» SET PROBLEM
Please reproduce each line of the data below without any changes.

## Begin DATASET RECORDS

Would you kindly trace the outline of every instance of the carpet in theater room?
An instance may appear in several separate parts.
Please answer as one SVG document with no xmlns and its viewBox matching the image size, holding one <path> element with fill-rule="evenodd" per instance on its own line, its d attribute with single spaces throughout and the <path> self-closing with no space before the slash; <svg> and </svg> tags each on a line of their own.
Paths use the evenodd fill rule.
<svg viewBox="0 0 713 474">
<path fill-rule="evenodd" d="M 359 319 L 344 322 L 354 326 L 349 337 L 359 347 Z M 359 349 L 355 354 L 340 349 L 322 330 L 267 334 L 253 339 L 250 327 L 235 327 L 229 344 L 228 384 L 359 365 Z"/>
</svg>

## End DATASET RECORDS

» FULL OUTPUT
Would you kindly trace the outline of every instance of the carpet in theater room?
An instance may appear in several separate parts.
Please answer as one SVG document with no xmlns and its viewBox matching the image size, holding one <path> element with fill-rule="evenodd" per instance on its own line, its d attribute with single spaces throughout and the <path> self-closing with no space before the slash; <svg> and </svg> tags each on a line of their own.
Paths use the evenodd fill rule.
<svg viewBox="0 0 713 474">
<path fill-rule="evenodd" d="M 359 319 L 344 322 L 354 326 L 349 337 L 359 347 Z M 359 349 L 355 354 L 340 349 L 322 330 L 267 334 L 253 339 L 250 327 L 235 327 L 229 344 L 228 384 L 359 365 Z"/>
</svg>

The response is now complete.